Stored records:
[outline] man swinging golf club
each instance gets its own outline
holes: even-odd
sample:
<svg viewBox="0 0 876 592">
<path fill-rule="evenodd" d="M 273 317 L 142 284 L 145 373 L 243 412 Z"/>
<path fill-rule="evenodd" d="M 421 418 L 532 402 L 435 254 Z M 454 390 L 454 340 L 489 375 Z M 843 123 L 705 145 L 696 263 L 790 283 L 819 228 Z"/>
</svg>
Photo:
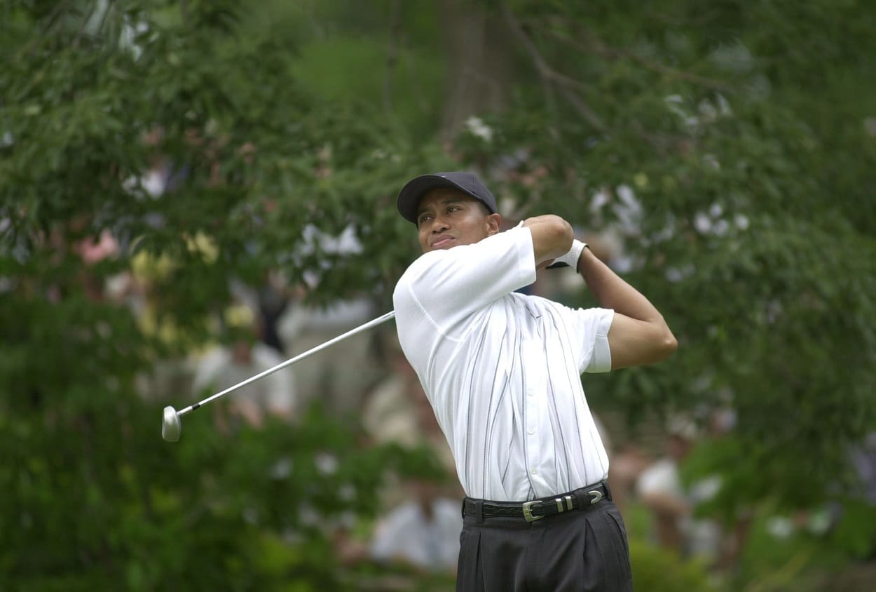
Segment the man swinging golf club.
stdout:
<svg viewBox="0 0 876 592">
<path fill-rule="evenodd" d="M 659 362 L 672 332 L 562 218 L 499 232 L 496 199 L 470 173 L 418 176 L 398 207 L 423 251 L 393 293 L 399 340 L 467 495 L 456 589 L 632 590 L 581 374 Z M 604 308 L 514 291 L 564 265 Z"/>
</svg>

**Short task**
Recast every line of the rows above as a numbered list, skipping any blank lines. Leave the pictures out of your answer.

**Response below**
1. [outline] man swinging golf club
2. each instance gets its own outline
3. holes: even-odd
4. sample:
5. <svg viewBox="0 0 876 592">
6. <path fill-rule="evenodd" d="M 273 317 L 142 284 L 145 373 L 243 412 Z"/>
7. <path fill-rule="evenodd" d="M 421 418 L 532 402 L 435 254 Z M 454 390 L 454 340 L 489 375 Z M 843 123 L 705 145 L 696 263 L 790 283 L 819 228 Z"/>
8. </svg>
9. Photo:
10. Segment the man swinging golf club.
11. stdout:
12. <svg viewBox="0 0 876 592">
13. <path fill-rule="evenodd" d="M 659 362 L 672 332 L 562 218 L 499 232 L 496 199 L 470 173 L 418 176 L 398 207 L 423 251 L 393 293 L 399 340 L 467 495 L 456 589 L 632 590 L 581 374 Z M 604 308 L 514 291 L 564 265 Z"/>
14. </svg>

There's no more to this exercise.